======== Testo fornito ========

SOPRA I 65 ANNI IL SOVRAPPESO FA MENO MALE
Un chilo in più a una certa età
L’obesità e il sovrappeso vengono considerati a buon diritto importanti fattori di rischio per l’insorgenza del diabete e degli eventi cardiovascolari a esso collegati. I soggetti più anziani sembrano però fare eccezione a questa regola. In un articolo pubblicato on line sul giornale della Società americana di geriatria vengono presentati i risultati di uno studio australiano condotto su più di 9000 individui di entrambi i sessi, di età compresa fra 70 e 75 anni (Flicker L. et al. Body Mass Index and Survival in Men and Women Aged 70 to 75,Journal of the American Geriatrics Society 2010; 58: 234-241).
I soggetti sono stati classificati come normopeso, in sovrappeso od obesi sulla base del valore di Bmi rispettivamente compreso fra 18,5 Kg/m2, fra 25 e 29,9 Kg/m2 o eguale o superiore a 30 Kg/m2. Durante un follow up di 10 anni i soggetti in sovrappeso hanno presentato un rischio di mortalità inferiore del 13% rispetto a quello dei soggetti normopeso. D’altro canto, il rischio di mortalità dei soggetti classificati come obesi è risultato uguale a quello dei soggetti con peso normale.
Questi risultati concordano con quelli rilevati negli Stati Uniti, nel corso della terza National Health and Nutrition Survey (Nhanes III in Batsis A. et al., American Geriatrics Society 2010 Annual Meeting: Abstract P33, May 15, 2010), condotta su circa 4500 soggetti di età eguale o superiore a 60 anni, suddivisi in terzili sulla base della misura del Bmi, della circonferenza alla vita, del rapporto vita/fianchi, della massa magra e della percentuale di grasso corporeo.
Anche in questo studio, i soggetti compresi nei terzili più alti di Bmi e di circonferenza alla vita hanno presentato un indice di mortalità più basso, a conferma del concetto secondo cui, a una certa età qualche chilogranmo in più di peso corporeo può essere considerato un beneficio anziché un danno.

======== Dati forniti ========

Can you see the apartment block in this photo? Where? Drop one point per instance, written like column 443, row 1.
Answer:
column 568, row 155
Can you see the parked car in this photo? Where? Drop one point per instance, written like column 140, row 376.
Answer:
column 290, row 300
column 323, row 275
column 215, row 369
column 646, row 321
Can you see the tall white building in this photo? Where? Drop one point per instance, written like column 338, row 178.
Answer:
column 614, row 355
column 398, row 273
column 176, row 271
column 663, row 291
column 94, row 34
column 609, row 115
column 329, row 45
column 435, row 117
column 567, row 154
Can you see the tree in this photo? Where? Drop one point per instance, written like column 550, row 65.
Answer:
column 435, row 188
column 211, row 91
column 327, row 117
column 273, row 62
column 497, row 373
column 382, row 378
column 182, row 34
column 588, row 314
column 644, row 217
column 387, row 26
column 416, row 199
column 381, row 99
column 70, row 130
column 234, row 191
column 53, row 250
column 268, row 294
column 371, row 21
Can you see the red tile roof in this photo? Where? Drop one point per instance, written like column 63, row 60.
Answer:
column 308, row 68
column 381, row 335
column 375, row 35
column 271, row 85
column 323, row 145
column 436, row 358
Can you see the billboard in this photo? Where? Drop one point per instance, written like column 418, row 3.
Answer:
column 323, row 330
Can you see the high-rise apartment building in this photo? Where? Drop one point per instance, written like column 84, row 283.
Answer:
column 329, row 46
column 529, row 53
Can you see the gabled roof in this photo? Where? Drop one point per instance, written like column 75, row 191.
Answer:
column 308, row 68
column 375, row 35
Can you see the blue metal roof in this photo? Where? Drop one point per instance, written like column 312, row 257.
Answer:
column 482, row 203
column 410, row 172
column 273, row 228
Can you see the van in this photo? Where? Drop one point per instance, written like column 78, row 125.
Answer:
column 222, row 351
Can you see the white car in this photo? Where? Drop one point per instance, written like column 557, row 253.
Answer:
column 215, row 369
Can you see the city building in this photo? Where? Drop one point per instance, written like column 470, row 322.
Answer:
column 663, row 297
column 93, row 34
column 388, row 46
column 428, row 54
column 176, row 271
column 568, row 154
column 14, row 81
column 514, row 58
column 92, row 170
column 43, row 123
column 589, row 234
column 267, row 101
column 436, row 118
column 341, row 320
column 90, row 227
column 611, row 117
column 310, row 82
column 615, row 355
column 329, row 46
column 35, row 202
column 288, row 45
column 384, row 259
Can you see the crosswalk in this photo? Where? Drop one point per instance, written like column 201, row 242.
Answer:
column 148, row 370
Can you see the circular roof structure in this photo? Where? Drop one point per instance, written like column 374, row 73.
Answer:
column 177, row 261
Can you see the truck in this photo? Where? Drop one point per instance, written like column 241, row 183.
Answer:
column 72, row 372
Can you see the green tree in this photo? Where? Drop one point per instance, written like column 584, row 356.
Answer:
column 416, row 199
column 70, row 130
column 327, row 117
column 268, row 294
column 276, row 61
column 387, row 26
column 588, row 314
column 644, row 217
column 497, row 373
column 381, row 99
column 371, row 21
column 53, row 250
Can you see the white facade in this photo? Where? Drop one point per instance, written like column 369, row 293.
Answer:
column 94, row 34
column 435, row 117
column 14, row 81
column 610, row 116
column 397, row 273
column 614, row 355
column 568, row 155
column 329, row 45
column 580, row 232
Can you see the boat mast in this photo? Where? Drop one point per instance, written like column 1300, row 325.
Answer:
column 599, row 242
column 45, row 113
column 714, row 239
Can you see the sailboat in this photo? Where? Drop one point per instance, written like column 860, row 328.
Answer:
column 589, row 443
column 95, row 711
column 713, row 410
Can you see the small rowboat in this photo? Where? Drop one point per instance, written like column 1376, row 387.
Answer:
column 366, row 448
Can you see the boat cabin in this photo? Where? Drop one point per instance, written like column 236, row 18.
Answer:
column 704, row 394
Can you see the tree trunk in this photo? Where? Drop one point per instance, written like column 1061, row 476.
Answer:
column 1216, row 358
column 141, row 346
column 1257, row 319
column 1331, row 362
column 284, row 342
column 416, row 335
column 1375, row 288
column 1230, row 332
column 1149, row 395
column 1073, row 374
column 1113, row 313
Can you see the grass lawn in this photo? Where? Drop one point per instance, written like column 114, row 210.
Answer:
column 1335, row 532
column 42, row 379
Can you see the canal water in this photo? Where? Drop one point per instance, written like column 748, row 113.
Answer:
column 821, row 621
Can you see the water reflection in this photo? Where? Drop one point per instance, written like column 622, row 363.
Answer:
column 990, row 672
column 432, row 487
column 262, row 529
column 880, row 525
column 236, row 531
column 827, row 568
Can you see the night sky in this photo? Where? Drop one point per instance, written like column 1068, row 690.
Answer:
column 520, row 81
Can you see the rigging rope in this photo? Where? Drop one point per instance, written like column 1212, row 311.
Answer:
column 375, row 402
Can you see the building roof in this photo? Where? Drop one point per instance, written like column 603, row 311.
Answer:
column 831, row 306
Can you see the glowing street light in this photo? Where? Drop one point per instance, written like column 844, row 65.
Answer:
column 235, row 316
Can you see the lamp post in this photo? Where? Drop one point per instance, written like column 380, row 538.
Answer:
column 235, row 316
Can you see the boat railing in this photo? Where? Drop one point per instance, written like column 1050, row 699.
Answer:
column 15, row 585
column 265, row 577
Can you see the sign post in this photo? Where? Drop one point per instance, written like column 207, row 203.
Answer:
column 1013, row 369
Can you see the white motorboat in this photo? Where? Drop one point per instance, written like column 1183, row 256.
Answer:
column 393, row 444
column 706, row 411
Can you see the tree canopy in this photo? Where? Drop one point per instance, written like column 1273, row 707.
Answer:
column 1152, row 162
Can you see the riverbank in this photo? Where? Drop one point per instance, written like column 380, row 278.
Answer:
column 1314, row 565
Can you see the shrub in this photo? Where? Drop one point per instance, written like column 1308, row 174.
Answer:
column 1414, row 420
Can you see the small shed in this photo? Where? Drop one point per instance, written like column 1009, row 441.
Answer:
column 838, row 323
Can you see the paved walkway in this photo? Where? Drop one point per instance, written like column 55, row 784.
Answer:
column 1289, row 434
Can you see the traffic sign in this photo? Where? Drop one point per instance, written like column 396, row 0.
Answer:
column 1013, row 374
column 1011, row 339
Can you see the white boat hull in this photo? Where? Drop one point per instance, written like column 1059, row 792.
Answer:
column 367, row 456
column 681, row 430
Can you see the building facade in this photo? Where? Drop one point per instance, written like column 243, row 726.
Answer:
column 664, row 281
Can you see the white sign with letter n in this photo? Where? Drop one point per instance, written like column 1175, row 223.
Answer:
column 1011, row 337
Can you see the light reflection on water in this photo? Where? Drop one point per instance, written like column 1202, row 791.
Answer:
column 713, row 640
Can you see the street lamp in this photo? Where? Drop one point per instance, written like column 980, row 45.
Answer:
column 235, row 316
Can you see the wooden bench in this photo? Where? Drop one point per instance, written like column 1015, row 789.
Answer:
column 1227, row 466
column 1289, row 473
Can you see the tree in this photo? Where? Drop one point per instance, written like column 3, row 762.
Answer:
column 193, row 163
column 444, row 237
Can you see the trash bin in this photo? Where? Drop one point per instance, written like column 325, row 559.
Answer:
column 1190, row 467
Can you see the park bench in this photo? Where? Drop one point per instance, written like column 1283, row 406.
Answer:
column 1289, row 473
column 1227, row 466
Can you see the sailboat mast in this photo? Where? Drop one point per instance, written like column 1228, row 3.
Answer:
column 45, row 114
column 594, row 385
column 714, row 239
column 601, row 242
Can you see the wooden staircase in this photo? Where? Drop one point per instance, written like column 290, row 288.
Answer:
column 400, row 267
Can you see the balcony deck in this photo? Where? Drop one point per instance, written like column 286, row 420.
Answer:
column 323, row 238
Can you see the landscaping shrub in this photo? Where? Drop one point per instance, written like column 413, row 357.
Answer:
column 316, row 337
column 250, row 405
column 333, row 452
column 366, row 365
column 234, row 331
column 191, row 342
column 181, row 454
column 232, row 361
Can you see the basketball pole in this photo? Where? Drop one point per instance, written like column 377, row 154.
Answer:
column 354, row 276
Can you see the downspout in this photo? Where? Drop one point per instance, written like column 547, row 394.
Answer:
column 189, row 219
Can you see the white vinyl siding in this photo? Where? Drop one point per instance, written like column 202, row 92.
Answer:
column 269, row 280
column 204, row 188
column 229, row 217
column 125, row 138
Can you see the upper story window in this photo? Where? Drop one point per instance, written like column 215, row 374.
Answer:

========

■ Consegna A:
Traduci in inglese questa frase del testo sul sovrappeso negli anziani: "I soggetti più anziani sembrano però fare eccezione a questa regola."
■ Consegna B:
Riporta il brano del testo sul sovrappeso negli anziani che comincia con "Questi risultati concordano" e termina con "di grasso corporeo.".
■ Consegna C:
Prosegui il testo sul sovrappeso negli anziani, scrivendo ciò che segue la sua ultima frase.

■ Spazio risposta A:
Older subjects, however, seem to be an exception to this rule.

■ Spazio risposta B:
Questi risultati concordano con quelli rilevati negli Stati Uniti, nel corso della terza National Health and Nutrition Survey (Nhanes III in Batsis A. et al., American Geriatrics Society 2010 Annual Meeting: Abstract P33, May 15, 2010), condotta su circa 4500 soggetti di età eguale o superiore a 60 anni, suddivisi in terzili sulla base della misura del Bmi, della circonferenza alla vita, del rapporto vita/fianchi, della massa magra e della percentuale di grasso corporeo.

■ Spazio risposta C:
SCOPERTA UNA INATTESA RELAZIONE
Pancia grassa, cervello magro
Un’interessante osservazione che viene da un gruppo di neurologi dell’Università di Boston aggiunge un altro tassello, del tutto imprevisto, al complesso mosaico di alterazioni metaboliche e strutturali indotto dall’accumulo di grasso viscerale. In un articolo pubblicato on line sugli Annals of Neurology, Stéphanie Debette e collaboratori (Debette S. et al., Visceral Fat Is Associated with Lower Brain Volume in Healthy Middle-Aged Adults, Ann. Neurol. 2010;67:000–000) hanno dimostrato l’esistenza di una associazione significativa tra la quantità di grasso viscerale e la riduzione del volume cerebrale, misurato mediante risonanza magnetica nucleare, in oltre 700 pazienti con una età media di 60 anni, appartenenti alla coorte di Framingham. L’associazione rimaneva valida anche dopo un aggiustamento per il Bmi e la resistenza insulinica.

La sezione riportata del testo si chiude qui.